** Exercise **
Rewrite the material from the line with "of the potted" up to and including the line with "x=759, y=373", replacing "statue pedestal" with "stone base" and leaving everything else unchanged.

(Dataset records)

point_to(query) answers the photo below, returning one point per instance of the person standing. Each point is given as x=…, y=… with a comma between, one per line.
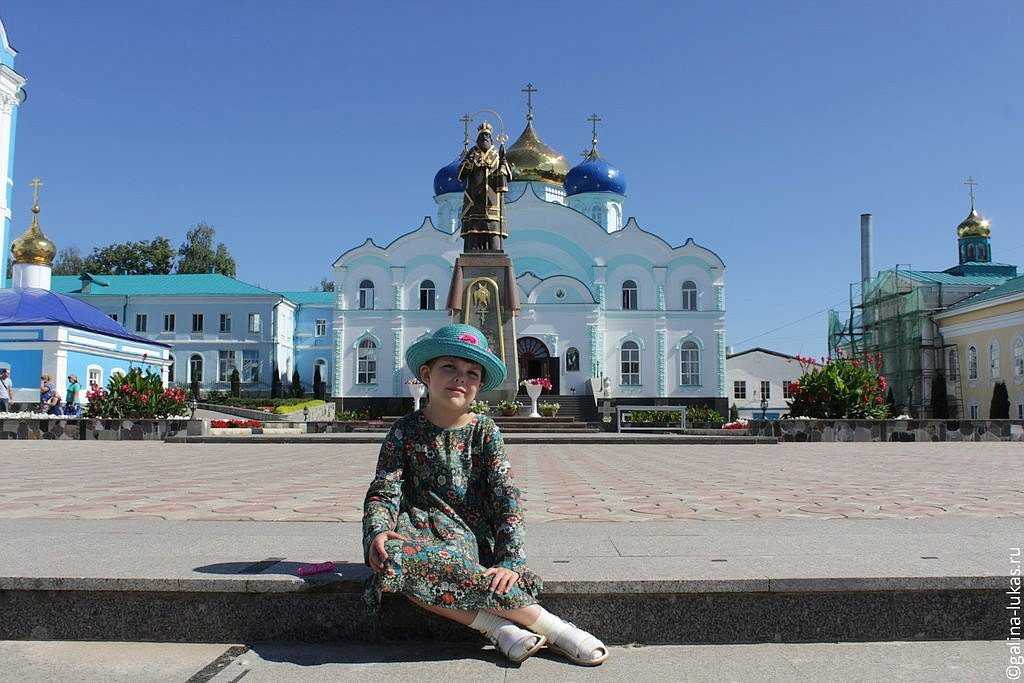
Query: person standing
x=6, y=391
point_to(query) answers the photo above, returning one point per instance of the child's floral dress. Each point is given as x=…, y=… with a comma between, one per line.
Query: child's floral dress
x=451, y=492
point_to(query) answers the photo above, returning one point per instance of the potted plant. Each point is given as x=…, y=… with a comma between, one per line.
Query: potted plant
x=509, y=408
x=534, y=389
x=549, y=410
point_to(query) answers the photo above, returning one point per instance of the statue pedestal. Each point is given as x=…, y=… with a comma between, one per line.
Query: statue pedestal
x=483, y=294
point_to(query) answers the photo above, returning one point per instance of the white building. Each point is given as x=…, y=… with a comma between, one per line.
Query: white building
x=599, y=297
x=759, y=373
...
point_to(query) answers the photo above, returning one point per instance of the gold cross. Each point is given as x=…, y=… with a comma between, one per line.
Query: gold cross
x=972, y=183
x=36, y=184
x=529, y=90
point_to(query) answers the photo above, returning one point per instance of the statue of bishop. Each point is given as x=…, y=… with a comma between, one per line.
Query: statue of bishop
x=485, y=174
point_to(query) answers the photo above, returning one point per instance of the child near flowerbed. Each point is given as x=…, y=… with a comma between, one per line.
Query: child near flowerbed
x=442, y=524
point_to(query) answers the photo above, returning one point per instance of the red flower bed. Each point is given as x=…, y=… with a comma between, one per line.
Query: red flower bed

** The result **
point_to(query) answers the photo above, returning one point per instance of the potted plant. Each point is given as x=…, y=… with a comma between, one per line.
Query: potted plant
x=509, y=408
x=534, y=389
x=549, y=410
point_to(query) answers the photo above, returning one point per instance of the stone base. Each point is given as x=…, y=… with a comma between, one per line.
Query: stone base
x=483, y=294
point_to(query) answers the photo above, returning one point per instance of the white building. Each point is given as x=…, y=… with a comma between, one per line.
Query: white building
x=599, y=297
x=759, y=373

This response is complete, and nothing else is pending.